● **THE REQUEST**
Reproduce the records from the line containing "retriever, placing a dot on each." through the end of the records, swapping "floppy ear" for "drooping ear" and changing nothing else.

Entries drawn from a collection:
____________________

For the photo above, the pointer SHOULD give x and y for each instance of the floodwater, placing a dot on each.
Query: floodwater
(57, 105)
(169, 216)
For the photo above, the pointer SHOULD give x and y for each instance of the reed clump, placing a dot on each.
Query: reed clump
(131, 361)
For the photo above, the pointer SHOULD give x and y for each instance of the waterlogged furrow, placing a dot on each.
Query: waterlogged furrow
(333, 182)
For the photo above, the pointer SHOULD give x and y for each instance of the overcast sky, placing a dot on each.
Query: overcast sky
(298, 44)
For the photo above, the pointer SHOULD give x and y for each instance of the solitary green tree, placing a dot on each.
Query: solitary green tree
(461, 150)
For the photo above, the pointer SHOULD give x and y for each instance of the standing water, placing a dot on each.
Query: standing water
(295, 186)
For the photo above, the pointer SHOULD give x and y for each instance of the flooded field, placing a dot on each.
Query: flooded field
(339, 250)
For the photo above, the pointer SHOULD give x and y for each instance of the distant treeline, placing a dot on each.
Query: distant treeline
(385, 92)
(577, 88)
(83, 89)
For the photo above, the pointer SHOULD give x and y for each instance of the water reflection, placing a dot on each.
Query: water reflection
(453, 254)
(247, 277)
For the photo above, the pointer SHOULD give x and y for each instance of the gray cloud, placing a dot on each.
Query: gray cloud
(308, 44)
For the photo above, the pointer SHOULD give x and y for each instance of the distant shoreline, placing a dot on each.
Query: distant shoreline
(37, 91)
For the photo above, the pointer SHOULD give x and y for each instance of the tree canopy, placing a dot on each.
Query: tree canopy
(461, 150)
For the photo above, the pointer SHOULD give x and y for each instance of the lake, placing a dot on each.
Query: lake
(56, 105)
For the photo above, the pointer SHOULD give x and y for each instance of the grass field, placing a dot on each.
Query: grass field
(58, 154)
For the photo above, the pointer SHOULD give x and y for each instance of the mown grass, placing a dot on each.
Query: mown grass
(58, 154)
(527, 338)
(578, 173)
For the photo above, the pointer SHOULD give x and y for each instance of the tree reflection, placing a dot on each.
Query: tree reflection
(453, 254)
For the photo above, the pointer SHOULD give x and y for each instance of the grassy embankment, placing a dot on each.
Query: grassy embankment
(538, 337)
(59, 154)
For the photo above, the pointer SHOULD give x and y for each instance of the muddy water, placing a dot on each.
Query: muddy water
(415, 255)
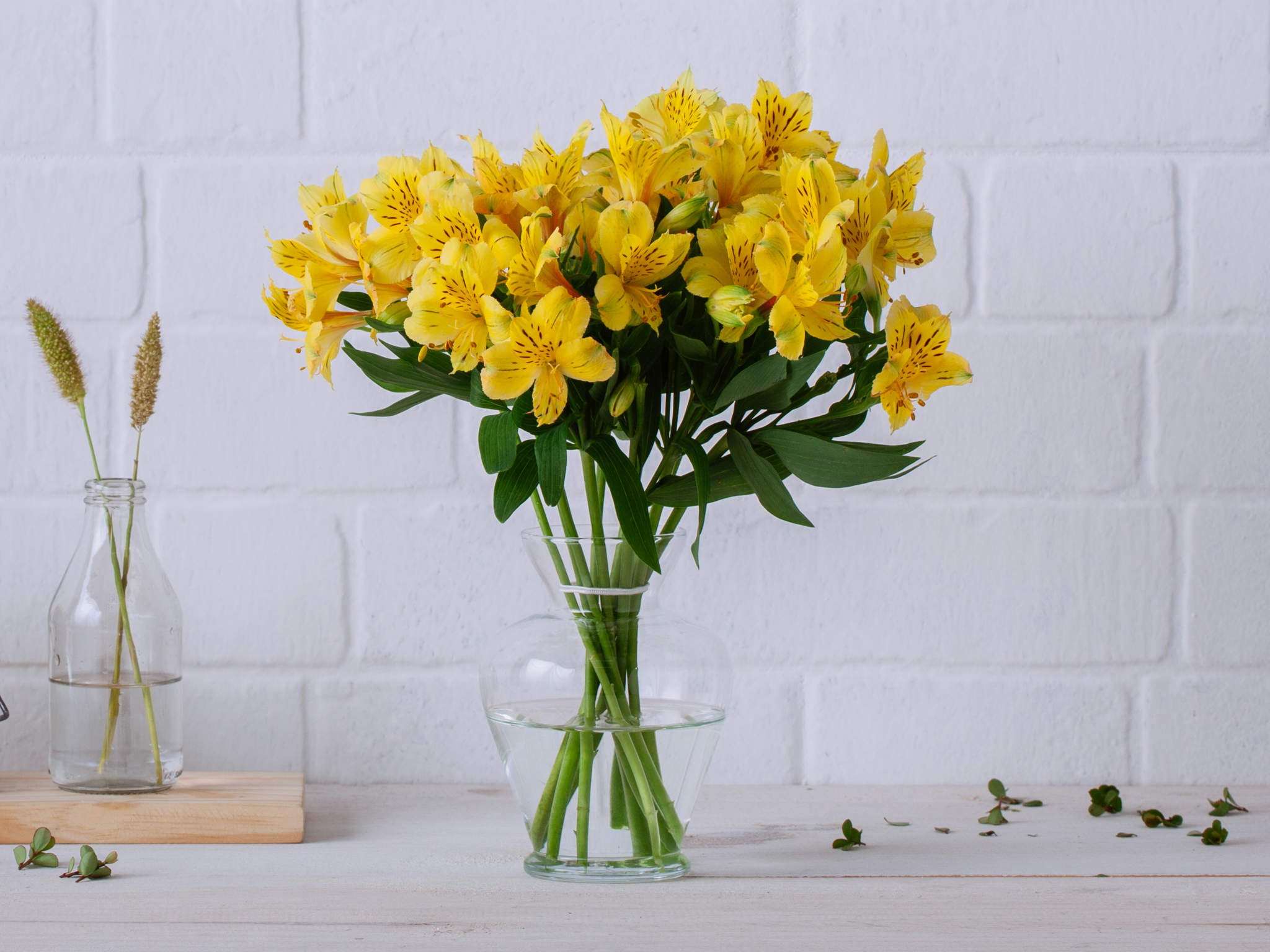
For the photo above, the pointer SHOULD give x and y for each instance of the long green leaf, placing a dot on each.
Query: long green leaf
(629, 498)
(553, 459)
(497, 441)
(401, 405)
(763, 479)
(822, 462)
(753, 380)
(515, 485)
(701, 477)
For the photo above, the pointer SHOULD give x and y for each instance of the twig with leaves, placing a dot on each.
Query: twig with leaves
(41, 842)
(1226, 805)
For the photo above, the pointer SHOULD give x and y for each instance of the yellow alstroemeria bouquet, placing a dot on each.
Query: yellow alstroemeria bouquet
(668, 296)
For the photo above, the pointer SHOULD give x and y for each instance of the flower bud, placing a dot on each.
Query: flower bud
(729, 306)
(686, 215)
(623, 398)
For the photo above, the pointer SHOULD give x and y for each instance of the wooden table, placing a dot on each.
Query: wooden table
(408, 867)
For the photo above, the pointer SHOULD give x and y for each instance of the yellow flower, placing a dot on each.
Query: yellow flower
(734, 159)
(536, 267)
(726, 267)
(322, 338)
(636, 262)
(814, 206)
(499, 182)
(786, 123)
(544, 347)
(675, 113)
(641, 167)
(917, 340)
(451, 214)
(799, 287)
(326, 259)
(453, 304)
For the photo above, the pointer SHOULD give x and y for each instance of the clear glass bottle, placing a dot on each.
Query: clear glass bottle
(115, 655)
(606, 711)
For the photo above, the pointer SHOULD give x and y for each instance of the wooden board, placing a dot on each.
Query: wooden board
(201, 808)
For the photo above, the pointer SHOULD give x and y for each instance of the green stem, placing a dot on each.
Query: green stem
(112, 716)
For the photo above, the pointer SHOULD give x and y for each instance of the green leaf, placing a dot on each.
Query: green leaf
(41, 840)
(629, 498)
(403, 375)
(401, 405)
(753, 380)
(517, 483)
(701, 477)
(497, 439)
(355, 301)
(763, 479)
(551, 452)
(690, 348)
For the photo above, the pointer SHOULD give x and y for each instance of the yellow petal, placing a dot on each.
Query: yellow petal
(786, 324)
(550, 395)
(615, 306)
(773, 258)
(586, 361)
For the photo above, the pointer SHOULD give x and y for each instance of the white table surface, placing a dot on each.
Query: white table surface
(413, 866)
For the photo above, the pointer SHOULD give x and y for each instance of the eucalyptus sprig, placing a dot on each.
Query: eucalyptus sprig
(1105, 800)
(1156, 818)
(850, 838)
(89, 866)
(41, 842)
(1226, 805)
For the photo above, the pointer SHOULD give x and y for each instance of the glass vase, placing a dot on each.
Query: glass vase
(606, 712)
(115, 655)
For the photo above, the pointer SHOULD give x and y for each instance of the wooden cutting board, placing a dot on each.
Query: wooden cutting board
(201, 808)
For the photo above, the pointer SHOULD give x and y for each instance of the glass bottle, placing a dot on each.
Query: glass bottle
(115, 655)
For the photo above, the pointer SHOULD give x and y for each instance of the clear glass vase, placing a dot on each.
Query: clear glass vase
(115, 655)
(606, 712)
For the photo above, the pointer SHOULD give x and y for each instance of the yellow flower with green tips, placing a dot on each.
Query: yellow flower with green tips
(544, 347)
(918, 362)
(636, 262)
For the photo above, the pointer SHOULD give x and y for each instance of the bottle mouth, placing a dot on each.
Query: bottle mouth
(115, 490)
(610, 536)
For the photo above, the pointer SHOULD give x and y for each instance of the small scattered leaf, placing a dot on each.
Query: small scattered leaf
(42, 840)
(1214, 835)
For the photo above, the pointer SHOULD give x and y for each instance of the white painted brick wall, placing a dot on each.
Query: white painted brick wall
(1071, 592)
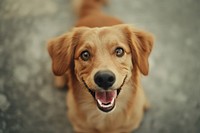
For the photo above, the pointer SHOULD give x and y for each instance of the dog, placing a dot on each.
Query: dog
(102, 60)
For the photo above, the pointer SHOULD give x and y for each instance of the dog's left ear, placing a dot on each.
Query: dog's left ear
(141, 43)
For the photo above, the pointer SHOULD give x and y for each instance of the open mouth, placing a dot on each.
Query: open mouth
(105, 99)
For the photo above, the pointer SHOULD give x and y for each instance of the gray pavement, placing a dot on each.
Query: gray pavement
(29, 103)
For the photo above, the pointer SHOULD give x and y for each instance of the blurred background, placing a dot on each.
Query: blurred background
(29, 103)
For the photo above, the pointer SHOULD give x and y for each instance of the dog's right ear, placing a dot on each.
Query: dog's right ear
(61, 50)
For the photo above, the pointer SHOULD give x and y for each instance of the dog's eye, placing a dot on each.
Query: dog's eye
(85, 55)
(119, 52)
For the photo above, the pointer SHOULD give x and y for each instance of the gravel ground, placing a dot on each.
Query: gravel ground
(29, 103)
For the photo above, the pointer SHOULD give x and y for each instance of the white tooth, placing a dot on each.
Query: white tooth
(106, 106)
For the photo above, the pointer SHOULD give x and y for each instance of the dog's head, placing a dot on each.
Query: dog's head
(102, 59)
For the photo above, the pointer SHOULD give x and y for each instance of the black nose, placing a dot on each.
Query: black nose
(104, 79)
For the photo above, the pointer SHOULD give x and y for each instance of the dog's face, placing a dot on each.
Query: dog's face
(102, 59)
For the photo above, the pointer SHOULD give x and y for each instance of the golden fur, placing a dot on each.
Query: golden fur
(101, 38)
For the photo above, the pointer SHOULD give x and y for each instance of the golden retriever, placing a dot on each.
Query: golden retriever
(103, 60)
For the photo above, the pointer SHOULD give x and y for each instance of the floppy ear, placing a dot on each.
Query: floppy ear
(61, 50)
(141, 43)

____________________

● **WORKED SOLUTION**
For the photo above, the pointer SHOULD give x and y for each instance of the golden retriever, placing a dot on each.
Query: golden retriever
(103, 60)
For the photo above, the pointer SHOULD give x and y for each instance of the drooping ear, placing a dot on each.
Query: drooping ear
(61, 50)
(141, 43)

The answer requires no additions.